**Records shown:**
══════════

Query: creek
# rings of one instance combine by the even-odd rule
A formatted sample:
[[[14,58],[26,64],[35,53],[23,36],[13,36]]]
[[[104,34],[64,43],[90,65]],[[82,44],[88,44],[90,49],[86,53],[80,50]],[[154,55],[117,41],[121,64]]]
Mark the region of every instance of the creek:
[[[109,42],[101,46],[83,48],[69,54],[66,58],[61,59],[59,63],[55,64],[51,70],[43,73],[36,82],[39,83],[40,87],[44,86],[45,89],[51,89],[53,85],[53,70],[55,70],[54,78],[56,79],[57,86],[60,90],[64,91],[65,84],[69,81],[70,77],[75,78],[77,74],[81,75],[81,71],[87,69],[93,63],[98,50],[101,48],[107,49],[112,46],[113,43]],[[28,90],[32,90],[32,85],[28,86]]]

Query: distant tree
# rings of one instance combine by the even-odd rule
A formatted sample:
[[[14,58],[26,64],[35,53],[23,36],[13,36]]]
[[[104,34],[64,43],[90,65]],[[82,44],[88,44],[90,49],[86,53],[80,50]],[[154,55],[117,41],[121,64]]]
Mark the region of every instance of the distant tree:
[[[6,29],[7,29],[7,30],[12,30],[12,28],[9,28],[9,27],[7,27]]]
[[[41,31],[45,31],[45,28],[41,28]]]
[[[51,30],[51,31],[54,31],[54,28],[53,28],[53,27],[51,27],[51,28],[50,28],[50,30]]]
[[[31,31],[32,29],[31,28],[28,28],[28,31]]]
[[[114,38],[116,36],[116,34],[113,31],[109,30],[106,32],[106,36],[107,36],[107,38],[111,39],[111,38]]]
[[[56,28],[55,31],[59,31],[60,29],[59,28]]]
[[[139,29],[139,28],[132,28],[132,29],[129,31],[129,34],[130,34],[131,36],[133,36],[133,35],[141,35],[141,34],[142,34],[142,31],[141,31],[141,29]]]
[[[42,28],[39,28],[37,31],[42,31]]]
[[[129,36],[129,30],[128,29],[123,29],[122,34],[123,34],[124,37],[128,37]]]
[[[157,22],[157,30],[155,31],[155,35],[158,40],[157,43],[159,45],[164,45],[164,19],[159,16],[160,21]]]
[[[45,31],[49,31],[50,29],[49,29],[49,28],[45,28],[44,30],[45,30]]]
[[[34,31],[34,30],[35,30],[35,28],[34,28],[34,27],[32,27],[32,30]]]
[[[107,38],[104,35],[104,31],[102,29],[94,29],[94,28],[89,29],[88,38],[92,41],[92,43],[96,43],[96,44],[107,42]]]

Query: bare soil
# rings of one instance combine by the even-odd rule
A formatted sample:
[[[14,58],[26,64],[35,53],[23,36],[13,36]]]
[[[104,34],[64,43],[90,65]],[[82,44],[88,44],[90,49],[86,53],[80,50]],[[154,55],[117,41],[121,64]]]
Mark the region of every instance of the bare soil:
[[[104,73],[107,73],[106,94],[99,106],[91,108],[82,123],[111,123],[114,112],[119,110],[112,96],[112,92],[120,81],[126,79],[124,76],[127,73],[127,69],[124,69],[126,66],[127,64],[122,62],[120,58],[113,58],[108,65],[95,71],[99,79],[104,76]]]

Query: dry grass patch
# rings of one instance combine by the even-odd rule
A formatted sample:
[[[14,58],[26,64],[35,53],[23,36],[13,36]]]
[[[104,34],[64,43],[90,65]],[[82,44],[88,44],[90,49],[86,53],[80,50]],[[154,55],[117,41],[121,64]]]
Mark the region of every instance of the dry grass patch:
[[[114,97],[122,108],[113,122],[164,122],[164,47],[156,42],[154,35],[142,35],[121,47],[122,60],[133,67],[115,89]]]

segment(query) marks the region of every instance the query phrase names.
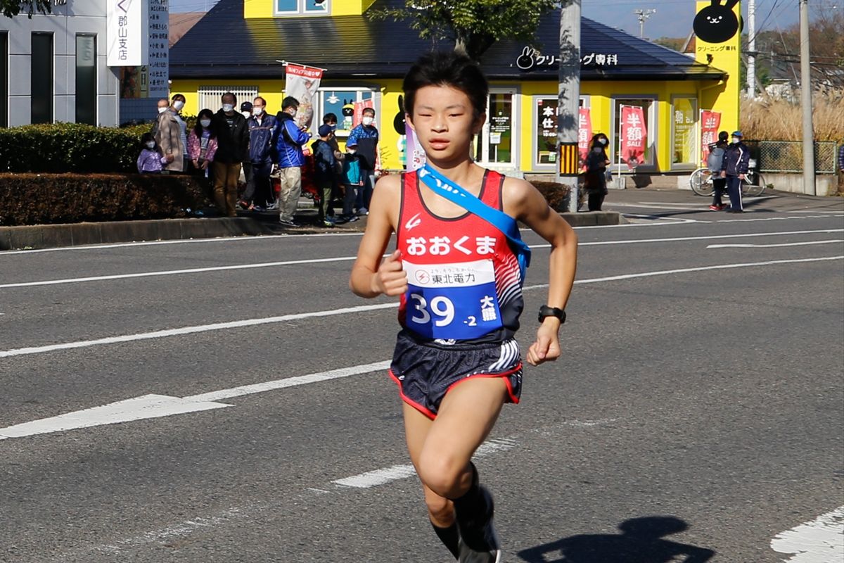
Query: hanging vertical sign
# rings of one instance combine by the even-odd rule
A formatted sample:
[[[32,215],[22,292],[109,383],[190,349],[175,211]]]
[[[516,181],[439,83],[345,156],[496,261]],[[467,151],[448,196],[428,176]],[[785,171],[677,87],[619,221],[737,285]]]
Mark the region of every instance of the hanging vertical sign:
[[[314,96],[325,69],[285,62],[284,92],[299,102],[296,125],[310,128],[314,118]]]
[[[621,159],[630,170],[636,170],[644,161],[647,145],[644,110],[638,106],[622,106]]]
[[[701,110],[701,160],[704,164],[709,158],[709,145],[718,138],[721,113],[711,110]]]
[[[149,61],[149,12],[143,0],[106,0],[106,64],[141,67]]]
[[[592,138],[592,116],[589,108],[582,107],[577,123],[577,149],[580,151],[582,171],[586,171],[586,157],[589,155],[590,138]]]

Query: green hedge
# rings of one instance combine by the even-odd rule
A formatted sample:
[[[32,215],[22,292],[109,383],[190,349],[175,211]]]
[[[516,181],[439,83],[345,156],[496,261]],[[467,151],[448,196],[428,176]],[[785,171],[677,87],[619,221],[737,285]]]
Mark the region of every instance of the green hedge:
[[[173,174],[0,174],[0,225],[185,217],[204,179]]]

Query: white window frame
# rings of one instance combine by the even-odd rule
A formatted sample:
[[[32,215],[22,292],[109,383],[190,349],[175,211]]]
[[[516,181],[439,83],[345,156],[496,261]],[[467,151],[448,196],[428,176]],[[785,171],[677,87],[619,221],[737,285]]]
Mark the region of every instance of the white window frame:
[[[308,0],[297,0],[296,9],[286,12],[279,10],[278,0],[273,0],[273,14],[277,16],[328,16],[331,15],[332,0],[325,0],[325,9],[321,11],[306,9]]]
[[[538,171],[538,172],[544,172],[544,171],[555,171],[557,169],[557,165],[559,164],[557,162],[552,162],[550,164],[546,164],[546,163],[541,163],[540,164],[539,163],[539,147],[537,144],[536,132],[537,132],[537,129],[538,128],[538,124],[539,124],[539,122],[541,121],[541,118],[540,118],[540,116],[539,116],[539,108],[538,108],[538,105],[537,102],[538,102],[538,100],[553,100],[555,101],[558,101],[560,98],[558,96],[553,95],[553,94],[548,94],[548,95],[537,94],[537,95],[533,95],[531,97],[532,97],[531,104],[533,105],[532,107],[533,108],[533,128],[531,130],[531,133],[530,133],[530,139],[531,139],[531,141],[530,141],[531,142],[530,152],[531,152],[531,156],[533,158],[533,160],[531,161],[531,166],[532,166],[531,170],[534,171]],[[578,101],[577,107],[578,107],[578,109],[582,108],[582,107],[591,108],[592,107],[592,96],[588,95],[580,96],[580,100]]]
[[[197,113],[199,113],[201,110],[208,108],[211,110],[213,113],[217,113],[217,110],[220,109],[223,106],[223,102],[220,101],[220,98],[226,92],[231,92],[235,96],[237,96],[237,104],[235,104],[235,111],[241,111],[241,104],[245,101],[251,102],[255,100],[256,96],[258,95],[258,87],[257,86],[200,86],[199,89],[197,90],[197,98],[199,106],[197,108]],[[177,94],[175,93],[175,94]]]
[[[692,116],[695,118],[695,125],[692,133],[691,162],[674,162],[674,139],[676,134],[677,122],[674,118],[674,105],[678,100],[692,100],[695,102],[692,107]],[[698,167],[697,160],[701,160],[701,104],[697,96],[694,94],[677,94],[671,96],[671,170],[693,171]],[[695,155],[698,155],[695,158]]]
[[[652,162],[649,164],[642,164],[636,167],[636,171],[630,171],[627,168],[627,165],[621,164],[621,172],[629,174],[637,174],[639,171],[642,172],[653,172],[657,171],[657,165],[659,162],[659,134],[657,131],[657,124],[659,122],[658,114],[659,114],[659,96],[656,94],[627,94],[614,95],[612,97],[612,105],[609,107],[610,116],[609,122],[613,127],[613,131],[609,136],[609,146],[612,149],[612,154],[610,155],[610,160],[612,160],[612,166],[614,170],[619,169],[619,150],[617,149],[619,142],[619,131],[615,127],[616,119],[616,110],[615,107],[618,105],[617,101],[619,100],[647,100],[651,102],[651,111],[648,112],[647,116],[647,149],[646,152],[650,152],[651,160]],[[620,119],[620,117],[619,117]]]

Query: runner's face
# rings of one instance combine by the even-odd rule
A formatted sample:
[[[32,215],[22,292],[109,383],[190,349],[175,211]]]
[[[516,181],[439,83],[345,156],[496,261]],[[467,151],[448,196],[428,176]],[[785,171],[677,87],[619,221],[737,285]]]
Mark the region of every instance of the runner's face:
[[[474,118],[466,94],[451,86],[425,86],[416,92],[411,127],[430,158],[468,158],[472,138],[486,115]]]

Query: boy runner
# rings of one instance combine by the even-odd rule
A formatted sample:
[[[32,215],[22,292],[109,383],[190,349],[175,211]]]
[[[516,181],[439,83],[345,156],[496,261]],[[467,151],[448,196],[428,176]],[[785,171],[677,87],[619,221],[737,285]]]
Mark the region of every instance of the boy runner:
[[[408,123],[434,173],[550,243],[548,306],[527,360],[555,360],[574,283],[574,231],[531,184],[472,161],[489,93],[474,62],[453,52],[427,55],[403,87]],[[382,261],[393,232],[398,248]],[[378,181],[349,285],[362,297],[400,297],[403,328],[390,376],[404,402],[408,450],[431,524],[462,563],[500,560],[492,496],[471,458],[501,406],[519,400],[522,361],[513,336],[521,284],[517,256],[498,229],[436,194],[417,172]]]

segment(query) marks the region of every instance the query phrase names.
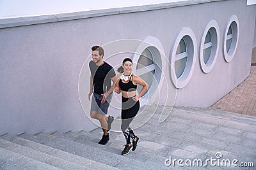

══════════

Reproduce the lines of the records exactly, from the line with "Query: dry grass patch" up to and including the line with "Mark the region of every instance of the dry".

**Correct output:**
Query: dry grass patch
# rings of one instance combine by the even-odd rule
A formatted sample:
[[[14,58],[26,64],[35,53],[23,36],[13,36]]]
[[[104,34],[64,43],[90,65]],[[82,44],[88,44],[90,49],[86,53],[80,50]],[[154,55],[117,41],[121,64]]]
Mark the region of every instance of the dry grass patch:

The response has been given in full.